» EXCERPTED RECORDS
------------------------------

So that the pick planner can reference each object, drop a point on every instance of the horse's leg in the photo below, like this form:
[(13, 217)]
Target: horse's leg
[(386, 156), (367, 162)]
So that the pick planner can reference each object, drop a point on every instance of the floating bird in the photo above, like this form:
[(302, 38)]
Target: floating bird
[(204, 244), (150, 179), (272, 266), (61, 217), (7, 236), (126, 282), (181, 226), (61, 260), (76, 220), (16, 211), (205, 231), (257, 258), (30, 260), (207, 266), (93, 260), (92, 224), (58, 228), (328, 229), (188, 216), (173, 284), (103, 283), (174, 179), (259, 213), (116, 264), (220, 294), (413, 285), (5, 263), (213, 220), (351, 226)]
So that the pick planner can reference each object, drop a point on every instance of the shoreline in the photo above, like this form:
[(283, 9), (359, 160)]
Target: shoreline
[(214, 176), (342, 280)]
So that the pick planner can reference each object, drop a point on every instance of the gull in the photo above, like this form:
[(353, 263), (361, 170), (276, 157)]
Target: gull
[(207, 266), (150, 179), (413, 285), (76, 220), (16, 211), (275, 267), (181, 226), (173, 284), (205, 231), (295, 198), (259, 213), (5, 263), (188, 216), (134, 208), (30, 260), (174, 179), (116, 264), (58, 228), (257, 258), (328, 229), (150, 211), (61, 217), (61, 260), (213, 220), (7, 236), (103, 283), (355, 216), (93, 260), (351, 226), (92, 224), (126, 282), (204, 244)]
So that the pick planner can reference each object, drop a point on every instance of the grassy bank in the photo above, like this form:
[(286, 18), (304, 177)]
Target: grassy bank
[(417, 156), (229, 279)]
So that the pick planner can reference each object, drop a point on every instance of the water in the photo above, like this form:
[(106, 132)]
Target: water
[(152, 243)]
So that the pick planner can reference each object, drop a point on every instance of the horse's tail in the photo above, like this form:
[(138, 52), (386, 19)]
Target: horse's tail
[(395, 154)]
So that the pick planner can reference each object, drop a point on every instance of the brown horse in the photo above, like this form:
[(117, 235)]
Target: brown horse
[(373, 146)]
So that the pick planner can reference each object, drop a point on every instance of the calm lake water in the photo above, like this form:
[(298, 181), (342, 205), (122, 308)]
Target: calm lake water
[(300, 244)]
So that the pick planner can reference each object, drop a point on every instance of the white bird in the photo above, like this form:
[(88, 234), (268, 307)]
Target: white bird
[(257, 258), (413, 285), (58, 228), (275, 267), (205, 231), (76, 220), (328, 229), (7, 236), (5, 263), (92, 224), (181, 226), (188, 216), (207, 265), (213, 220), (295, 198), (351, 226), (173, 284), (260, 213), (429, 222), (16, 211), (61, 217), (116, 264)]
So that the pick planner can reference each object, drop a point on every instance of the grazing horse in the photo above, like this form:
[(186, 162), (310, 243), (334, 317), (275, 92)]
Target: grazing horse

------------------------------

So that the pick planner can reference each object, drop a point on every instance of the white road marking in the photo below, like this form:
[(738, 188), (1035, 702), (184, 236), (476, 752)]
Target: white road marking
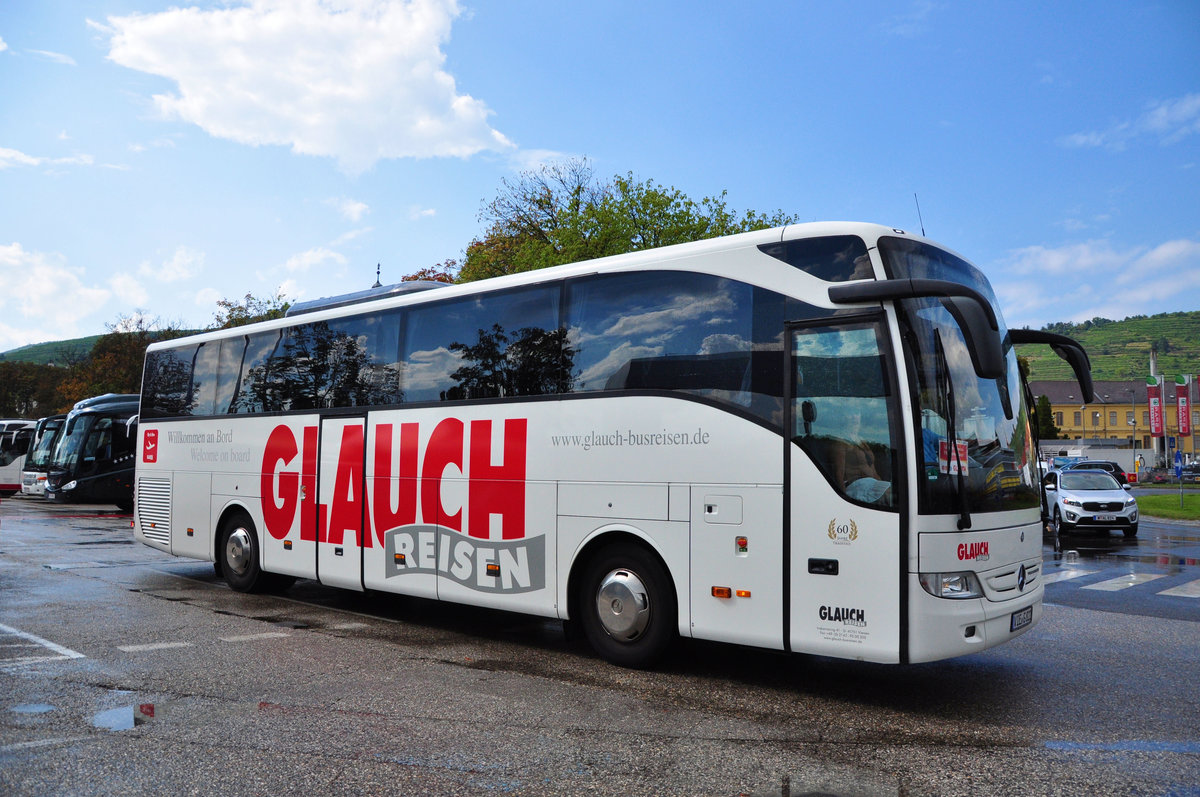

------------------------------

Return the material verbatim from the line containing "of the brown" through the line containing "[(373, 146)]", including both of those lines.

» RESULT
So that the pick planner can reference each object, drop a point on every instance of the brown horse in the photo above, like this form:
[(117, 235)]
Target: brown horse
[(373, 146)]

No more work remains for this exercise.